> Extracted text:
Rail Coach Factory at Kapurthala is a coach manufacturing unit of the Indian Railways in the state of Punjab. It is located on the Jalandhar-Firozpur railway line.

History
Established in 1985, RCF is a coach manufacturing unit of Indian Railways. It has manufactured more than 30000 passenger coaches of different types including self-propelled passenger vehicles which constitute over 50% of the total population of coaches on Indian Railways. It is a production unit with a target of 1025 coaches per year.

Some of them are:
 'Tejas' high-speed coach (only by RCF Kapurthala for Indian Railway)
 Non-AC general coach (BG/MG)
 Non-AC luggage-cum-brake van (BG/MG)
 Refrigerated parcel van (BG)
 Accident relief train (BG)

Production

This output constitutes over 35% of the total population of coaches on Indian Railways. The Rail Coach Factory (RCF) has produced a record number of coaches in the financial year 2013–14, as it reached the mark of 1701 coaches against installed capacity of 1500 per annum. During the year RCF produced 23 different variants of coaches for high-speed trains like Rajdhani, Shatabdi, double-decker and other trains. The factory in association with DRDE also developed a highly cost-effective indigenous technology for the treatment of biowaste in coaches. Around 2096 bio-toilets have been fitted in 2013–14.

> Provided records:
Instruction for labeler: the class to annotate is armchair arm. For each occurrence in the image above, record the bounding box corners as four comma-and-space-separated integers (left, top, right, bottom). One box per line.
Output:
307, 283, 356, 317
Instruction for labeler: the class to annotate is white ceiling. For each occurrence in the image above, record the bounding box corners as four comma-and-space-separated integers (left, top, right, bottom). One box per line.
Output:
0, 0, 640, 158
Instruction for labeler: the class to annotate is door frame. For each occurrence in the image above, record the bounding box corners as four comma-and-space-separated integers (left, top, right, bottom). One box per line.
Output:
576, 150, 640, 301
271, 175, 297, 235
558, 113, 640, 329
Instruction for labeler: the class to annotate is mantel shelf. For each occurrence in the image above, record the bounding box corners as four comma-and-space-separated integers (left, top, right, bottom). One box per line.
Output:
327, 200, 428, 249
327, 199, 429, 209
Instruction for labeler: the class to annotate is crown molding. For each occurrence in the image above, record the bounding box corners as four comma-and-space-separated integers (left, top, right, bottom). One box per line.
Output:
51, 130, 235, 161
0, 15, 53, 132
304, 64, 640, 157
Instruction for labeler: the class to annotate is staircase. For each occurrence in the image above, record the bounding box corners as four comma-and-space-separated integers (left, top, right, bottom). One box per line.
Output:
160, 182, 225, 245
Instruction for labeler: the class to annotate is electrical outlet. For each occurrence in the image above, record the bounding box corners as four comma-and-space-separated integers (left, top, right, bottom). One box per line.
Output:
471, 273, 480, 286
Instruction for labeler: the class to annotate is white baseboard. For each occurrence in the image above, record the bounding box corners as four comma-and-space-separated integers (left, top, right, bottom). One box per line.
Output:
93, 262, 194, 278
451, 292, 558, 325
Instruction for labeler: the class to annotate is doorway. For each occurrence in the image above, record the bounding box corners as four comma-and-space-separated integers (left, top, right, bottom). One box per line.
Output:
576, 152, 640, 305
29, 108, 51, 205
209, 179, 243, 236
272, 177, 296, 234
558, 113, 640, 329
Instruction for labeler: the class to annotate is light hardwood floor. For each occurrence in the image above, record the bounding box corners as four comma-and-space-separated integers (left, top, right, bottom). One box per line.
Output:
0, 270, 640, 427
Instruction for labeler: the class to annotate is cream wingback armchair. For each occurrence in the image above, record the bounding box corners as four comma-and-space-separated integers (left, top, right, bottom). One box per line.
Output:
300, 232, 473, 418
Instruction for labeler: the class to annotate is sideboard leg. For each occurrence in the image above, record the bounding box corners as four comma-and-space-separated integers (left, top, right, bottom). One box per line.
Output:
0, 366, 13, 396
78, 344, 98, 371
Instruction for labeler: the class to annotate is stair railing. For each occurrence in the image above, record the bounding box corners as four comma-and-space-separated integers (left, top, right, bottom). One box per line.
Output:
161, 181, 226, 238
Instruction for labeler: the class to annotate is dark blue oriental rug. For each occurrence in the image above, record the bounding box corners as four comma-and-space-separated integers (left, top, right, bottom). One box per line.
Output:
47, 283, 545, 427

* * *

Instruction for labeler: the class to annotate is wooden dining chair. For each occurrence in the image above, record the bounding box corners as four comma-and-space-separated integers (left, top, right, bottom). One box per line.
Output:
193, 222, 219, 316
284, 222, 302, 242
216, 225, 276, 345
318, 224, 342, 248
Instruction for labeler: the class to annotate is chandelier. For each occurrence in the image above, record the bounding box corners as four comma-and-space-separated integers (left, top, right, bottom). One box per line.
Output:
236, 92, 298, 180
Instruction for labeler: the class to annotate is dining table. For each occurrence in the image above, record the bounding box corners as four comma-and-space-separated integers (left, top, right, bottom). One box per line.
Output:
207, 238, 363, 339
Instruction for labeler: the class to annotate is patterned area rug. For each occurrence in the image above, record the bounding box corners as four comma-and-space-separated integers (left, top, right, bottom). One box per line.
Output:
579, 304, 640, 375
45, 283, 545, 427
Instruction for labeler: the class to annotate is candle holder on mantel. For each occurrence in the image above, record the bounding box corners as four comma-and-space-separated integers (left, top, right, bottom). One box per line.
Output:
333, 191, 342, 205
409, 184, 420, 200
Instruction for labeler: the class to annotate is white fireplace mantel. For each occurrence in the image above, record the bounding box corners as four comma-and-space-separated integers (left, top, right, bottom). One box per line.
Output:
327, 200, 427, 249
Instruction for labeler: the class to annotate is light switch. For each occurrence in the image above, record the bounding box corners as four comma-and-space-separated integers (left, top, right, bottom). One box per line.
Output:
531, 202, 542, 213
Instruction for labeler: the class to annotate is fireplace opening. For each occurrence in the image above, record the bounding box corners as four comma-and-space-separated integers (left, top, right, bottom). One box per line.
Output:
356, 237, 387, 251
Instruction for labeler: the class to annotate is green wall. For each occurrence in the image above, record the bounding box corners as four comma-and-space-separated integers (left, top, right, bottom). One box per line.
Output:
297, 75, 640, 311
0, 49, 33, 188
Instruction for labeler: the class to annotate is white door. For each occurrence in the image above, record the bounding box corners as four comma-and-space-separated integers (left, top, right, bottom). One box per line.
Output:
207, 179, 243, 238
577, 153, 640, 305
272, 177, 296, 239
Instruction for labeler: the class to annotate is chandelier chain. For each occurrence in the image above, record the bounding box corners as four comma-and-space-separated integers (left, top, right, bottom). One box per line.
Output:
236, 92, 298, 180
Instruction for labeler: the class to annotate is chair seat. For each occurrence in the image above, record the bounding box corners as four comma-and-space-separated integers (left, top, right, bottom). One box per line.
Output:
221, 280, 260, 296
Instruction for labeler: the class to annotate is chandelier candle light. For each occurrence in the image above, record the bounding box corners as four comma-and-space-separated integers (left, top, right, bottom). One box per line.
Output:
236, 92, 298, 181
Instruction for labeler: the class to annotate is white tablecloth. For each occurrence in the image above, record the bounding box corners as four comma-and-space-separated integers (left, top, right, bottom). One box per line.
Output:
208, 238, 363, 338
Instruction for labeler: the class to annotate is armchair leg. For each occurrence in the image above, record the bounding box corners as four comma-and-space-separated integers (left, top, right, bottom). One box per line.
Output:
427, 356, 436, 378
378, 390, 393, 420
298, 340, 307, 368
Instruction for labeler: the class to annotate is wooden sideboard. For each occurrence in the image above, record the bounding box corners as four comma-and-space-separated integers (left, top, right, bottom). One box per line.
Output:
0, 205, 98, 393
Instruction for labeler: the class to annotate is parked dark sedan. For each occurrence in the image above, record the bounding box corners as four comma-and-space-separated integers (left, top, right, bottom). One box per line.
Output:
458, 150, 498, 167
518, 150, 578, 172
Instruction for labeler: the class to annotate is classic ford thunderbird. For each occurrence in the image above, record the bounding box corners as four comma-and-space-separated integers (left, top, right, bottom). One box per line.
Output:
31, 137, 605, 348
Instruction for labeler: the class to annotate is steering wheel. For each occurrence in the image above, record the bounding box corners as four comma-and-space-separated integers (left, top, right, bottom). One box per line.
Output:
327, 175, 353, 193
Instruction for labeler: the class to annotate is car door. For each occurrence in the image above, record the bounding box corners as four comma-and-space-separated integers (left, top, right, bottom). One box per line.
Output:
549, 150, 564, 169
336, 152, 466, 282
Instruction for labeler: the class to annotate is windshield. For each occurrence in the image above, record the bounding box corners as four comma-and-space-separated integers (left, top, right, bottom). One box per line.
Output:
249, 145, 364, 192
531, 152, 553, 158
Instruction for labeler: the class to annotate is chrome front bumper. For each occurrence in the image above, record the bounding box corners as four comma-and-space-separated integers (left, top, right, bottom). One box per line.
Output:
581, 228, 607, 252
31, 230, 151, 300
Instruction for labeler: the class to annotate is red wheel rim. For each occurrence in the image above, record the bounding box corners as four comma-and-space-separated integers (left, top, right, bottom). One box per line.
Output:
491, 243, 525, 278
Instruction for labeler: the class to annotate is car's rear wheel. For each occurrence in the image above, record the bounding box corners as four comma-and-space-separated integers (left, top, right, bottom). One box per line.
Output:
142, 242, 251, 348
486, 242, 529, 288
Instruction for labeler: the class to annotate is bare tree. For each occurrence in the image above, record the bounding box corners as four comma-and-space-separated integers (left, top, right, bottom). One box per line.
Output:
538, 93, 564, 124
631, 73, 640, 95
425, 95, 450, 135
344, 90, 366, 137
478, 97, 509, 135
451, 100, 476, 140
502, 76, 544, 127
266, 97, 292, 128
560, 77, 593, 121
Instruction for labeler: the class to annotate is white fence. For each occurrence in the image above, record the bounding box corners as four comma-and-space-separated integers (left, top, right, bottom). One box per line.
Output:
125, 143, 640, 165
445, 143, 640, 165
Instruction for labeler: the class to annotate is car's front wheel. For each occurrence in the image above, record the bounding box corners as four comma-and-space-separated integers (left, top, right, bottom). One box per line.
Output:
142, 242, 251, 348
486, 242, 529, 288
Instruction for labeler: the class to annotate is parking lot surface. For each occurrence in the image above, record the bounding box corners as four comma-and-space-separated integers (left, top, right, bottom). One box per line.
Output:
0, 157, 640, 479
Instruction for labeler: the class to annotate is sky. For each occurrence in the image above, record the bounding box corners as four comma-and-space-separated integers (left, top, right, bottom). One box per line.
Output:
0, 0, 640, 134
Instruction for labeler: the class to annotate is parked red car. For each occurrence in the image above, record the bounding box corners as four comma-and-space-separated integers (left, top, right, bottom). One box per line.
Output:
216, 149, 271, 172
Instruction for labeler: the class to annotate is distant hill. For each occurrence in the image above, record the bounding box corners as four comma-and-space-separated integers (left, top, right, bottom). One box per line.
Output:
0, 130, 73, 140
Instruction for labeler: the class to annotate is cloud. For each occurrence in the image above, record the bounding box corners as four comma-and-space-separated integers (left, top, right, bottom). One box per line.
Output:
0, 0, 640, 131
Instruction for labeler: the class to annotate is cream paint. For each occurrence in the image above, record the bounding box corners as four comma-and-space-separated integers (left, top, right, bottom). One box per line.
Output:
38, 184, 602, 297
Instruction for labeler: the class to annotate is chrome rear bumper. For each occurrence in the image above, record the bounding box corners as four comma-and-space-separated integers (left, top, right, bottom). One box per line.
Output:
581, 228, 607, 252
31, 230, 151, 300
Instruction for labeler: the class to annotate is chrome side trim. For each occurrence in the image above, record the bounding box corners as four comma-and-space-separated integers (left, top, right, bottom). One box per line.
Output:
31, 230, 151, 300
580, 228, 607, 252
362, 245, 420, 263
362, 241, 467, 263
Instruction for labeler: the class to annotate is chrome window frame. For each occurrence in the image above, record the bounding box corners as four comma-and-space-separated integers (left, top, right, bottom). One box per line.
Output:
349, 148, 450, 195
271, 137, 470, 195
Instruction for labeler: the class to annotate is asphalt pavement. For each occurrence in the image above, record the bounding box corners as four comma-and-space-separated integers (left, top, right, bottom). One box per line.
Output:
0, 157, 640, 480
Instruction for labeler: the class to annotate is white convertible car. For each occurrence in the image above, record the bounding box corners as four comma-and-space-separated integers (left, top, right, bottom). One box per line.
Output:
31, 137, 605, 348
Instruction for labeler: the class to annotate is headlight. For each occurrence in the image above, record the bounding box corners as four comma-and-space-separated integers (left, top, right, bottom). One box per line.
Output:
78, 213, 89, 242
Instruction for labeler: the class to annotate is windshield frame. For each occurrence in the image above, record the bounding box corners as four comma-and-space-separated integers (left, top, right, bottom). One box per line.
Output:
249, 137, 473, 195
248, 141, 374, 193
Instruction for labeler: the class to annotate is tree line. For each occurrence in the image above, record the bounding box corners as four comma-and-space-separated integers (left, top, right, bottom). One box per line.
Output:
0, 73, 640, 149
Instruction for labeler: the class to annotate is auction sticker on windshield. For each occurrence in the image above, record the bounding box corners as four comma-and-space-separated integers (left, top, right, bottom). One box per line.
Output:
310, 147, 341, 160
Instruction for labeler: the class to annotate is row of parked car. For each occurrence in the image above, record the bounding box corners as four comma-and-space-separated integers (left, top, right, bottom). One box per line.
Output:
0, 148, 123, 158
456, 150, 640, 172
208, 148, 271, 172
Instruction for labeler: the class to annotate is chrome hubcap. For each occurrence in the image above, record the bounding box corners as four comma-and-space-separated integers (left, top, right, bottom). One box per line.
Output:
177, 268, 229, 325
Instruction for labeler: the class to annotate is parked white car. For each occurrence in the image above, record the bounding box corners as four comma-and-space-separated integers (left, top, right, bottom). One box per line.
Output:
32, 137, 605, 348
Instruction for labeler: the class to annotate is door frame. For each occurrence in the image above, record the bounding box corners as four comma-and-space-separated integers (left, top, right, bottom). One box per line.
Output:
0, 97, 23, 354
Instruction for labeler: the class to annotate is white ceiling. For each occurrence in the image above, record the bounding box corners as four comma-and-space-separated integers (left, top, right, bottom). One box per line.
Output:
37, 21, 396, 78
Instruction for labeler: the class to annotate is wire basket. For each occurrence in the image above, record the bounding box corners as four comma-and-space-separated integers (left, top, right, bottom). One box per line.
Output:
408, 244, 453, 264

...

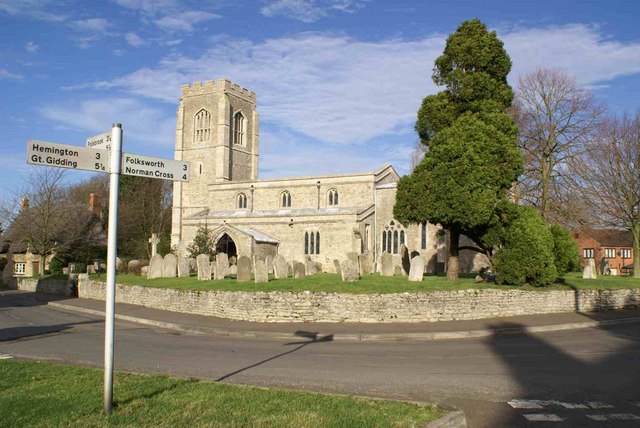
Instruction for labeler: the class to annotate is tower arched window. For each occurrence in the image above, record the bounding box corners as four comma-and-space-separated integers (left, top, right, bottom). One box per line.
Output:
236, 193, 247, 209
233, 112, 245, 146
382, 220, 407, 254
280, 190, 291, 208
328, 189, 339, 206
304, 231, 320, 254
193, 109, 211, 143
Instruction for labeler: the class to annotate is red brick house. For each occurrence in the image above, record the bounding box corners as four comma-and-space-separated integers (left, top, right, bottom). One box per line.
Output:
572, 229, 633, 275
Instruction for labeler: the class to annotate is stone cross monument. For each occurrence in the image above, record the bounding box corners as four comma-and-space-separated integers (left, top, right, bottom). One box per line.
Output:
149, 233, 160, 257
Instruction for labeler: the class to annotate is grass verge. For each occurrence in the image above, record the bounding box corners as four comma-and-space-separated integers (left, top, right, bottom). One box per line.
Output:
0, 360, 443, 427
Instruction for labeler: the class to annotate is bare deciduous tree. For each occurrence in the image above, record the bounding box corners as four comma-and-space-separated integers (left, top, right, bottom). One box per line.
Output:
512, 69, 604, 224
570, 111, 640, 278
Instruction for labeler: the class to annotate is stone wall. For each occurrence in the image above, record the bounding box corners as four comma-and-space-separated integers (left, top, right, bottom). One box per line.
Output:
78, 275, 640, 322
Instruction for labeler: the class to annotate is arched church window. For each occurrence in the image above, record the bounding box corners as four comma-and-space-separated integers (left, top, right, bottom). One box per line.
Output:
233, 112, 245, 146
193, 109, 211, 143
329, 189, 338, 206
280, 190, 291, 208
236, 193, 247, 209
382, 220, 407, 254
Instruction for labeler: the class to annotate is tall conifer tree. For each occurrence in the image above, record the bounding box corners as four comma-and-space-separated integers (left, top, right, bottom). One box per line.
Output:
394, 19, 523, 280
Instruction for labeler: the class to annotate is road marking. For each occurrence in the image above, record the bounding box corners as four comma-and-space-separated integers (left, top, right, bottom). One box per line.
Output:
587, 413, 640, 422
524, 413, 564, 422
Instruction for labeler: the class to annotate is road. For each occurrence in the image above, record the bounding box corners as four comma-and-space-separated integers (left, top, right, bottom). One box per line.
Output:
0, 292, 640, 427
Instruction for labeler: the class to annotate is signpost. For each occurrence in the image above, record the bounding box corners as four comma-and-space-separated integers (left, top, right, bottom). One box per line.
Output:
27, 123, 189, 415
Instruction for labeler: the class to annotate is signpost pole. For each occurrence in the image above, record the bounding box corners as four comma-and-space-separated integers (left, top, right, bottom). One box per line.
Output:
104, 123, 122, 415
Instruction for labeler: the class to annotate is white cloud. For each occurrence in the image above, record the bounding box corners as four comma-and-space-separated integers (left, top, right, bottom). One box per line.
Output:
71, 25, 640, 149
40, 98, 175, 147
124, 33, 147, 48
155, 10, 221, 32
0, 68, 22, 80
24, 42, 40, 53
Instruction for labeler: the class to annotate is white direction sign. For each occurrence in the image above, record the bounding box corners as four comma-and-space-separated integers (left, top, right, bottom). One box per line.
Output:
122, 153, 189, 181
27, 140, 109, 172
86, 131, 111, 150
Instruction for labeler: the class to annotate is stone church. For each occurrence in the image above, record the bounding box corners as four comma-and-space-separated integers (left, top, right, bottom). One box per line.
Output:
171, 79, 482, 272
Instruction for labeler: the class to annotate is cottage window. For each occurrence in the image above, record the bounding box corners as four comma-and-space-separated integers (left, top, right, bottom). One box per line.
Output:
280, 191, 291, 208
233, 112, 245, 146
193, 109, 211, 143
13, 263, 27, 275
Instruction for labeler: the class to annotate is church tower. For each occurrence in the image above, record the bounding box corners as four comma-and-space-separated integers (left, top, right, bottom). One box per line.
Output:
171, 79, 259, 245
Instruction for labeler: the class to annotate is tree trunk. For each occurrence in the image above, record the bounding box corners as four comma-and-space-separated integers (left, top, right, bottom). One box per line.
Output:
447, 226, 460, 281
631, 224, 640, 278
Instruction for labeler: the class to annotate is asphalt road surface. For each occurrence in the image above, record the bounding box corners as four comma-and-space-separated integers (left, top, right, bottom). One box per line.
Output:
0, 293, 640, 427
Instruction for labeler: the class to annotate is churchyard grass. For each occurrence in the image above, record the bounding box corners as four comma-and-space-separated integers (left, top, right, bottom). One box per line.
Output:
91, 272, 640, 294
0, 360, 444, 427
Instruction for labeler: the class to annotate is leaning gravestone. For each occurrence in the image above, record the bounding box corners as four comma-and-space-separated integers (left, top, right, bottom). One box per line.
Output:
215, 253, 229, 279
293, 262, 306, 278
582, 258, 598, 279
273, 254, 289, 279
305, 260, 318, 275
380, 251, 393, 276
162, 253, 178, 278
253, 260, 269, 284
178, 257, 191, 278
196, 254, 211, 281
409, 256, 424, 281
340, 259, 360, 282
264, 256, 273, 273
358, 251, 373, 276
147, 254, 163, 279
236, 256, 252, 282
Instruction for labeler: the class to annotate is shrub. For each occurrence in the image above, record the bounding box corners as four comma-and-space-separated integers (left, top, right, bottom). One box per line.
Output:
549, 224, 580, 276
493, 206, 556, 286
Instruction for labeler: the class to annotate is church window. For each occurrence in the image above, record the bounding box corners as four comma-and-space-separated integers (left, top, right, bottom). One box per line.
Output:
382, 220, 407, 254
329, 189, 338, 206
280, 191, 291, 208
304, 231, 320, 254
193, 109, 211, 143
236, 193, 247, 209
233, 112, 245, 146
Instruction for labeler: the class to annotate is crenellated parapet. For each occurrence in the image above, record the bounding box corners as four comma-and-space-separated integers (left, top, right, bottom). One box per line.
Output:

> Requirements: Copy the Rail Coach Factory passage word for word from "Some of them" to "fitted in 2013–14.". This material has no connection to the Rail Coach Factory passage.

> Response:
Some of them are:
 'Tejas' high-speed coach (only by RCF Kapurthala for Indian Railway)
 Non-AC general coach (BG/MG)
 Non-AC luggage-cum-brake van (BG/MG)
 Refrigerated parcel van (BG)
 Accident relief train (BG)

Production

This output constitutes over 35% of the total population of coaches on Indian Railways. The Rail Coach Factory (RCF) has produced a record number of coaches in the financial year 2013–14, as it reached the mark of 1701 coaches against installed capacity of 1500 per annum. During the year RCF produced 23 different variants of coaches for high-speed trains like Rajdhani, Shatabdi, double-decker and other trains. The factory in association with DRDE also developed a highly cost-effective indigenous technology for the treatment of biowaste in coaches. Around 2096 bio-toilets have been fitted in 2013–14.